WHAT YOU NEED TO DO:
In the records below, starting with the line that contains "Task: place one keypoint on every instance of the chair" and going on through the line that contains "Task: place one keypoint on every instance of the window blind", reproduce every line, requests included, but offset each coordinate in the answers by -49.

Point placement records:
>> start

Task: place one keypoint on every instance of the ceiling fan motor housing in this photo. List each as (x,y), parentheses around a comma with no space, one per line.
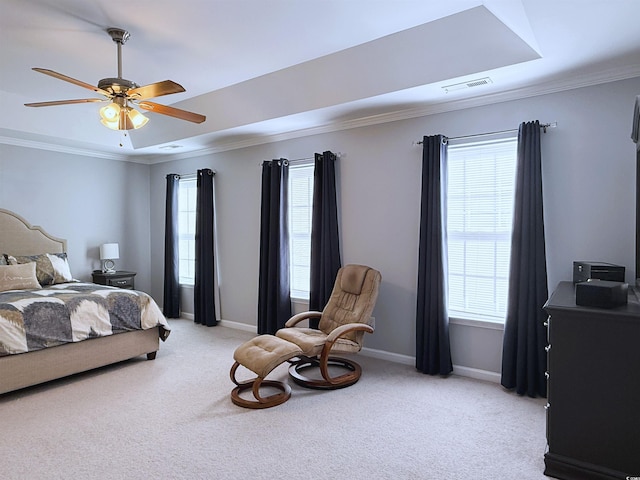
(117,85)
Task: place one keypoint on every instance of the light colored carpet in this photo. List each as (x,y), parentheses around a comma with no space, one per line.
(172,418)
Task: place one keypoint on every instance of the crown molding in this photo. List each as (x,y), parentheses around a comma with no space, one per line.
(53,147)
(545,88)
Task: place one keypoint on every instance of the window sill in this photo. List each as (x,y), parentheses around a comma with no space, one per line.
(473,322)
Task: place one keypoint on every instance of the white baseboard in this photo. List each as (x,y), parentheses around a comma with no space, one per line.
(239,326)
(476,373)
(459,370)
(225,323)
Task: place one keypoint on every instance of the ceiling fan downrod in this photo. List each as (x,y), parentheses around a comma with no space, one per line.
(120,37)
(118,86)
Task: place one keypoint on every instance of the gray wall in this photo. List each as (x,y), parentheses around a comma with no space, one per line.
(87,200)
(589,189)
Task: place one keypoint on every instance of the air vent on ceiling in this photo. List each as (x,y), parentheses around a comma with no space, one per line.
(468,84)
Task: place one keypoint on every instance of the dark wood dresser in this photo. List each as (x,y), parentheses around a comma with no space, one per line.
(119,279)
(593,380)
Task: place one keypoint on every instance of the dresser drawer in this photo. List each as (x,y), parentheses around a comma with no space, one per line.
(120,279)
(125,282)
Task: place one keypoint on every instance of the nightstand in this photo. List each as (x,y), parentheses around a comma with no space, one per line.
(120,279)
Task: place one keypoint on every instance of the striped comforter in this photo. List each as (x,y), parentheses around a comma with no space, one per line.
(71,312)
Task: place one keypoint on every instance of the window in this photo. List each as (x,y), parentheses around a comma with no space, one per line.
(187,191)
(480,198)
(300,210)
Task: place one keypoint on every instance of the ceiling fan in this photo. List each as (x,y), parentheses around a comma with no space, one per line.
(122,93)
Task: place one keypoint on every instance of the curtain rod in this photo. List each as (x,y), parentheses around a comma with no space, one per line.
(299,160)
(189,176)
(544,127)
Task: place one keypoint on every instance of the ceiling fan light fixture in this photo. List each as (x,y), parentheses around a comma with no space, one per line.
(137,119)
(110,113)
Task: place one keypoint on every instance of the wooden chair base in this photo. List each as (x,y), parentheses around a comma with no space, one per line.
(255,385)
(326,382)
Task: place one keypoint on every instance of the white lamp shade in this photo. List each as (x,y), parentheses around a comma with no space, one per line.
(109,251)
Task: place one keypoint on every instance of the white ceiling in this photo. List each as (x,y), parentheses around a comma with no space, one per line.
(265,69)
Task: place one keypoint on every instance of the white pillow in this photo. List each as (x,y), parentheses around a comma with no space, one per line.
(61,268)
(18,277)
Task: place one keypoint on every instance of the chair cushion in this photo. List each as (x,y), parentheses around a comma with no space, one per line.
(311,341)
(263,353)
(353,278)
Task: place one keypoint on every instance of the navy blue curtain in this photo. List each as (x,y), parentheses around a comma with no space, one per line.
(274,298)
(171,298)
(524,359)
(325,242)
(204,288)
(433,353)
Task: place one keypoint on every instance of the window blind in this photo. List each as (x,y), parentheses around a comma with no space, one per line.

>> end
>> start

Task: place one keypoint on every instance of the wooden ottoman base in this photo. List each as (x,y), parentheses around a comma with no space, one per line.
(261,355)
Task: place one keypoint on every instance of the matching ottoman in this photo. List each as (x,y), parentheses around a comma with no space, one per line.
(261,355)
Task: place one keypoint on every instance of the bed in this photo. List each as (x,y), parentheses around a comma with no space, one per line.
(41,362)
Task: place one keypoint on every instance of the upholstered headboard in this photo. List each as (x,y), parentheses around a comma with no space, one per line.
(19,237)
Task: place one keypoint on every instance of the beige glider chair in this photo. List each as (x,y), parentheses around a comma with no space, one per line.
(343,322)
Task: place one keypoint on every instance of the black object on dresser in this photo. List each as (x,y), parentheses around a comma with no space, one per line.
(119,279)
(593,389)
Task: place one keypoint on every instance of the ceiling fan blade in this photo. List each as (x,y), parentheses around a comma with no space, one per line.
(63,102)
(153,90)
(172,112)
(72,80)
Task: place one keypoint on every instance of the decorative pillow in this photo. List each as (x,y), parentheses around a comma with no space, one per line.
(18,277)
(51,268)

>> end

ANSWER TO THIS EXERCISE:
Task: place one keypoint on every instance of the chair cushion in this photo. List each as (x,y), parentheses around a comma with no space, one per line.
(262,292)
(214,304)
(304,229)
Task: place one keypoint on every instance of the navy blue curtain in this photo. List each as (x,y), parentheses around a comma with no space, one per line.
(225,249)
(122,249)
(475,310)
(276,193)
(155,239)
(384,304)
Task: place one keypoint on every instance of the window blind in this photo. List each as (x,y), parentheses around a comma with no space, one per line.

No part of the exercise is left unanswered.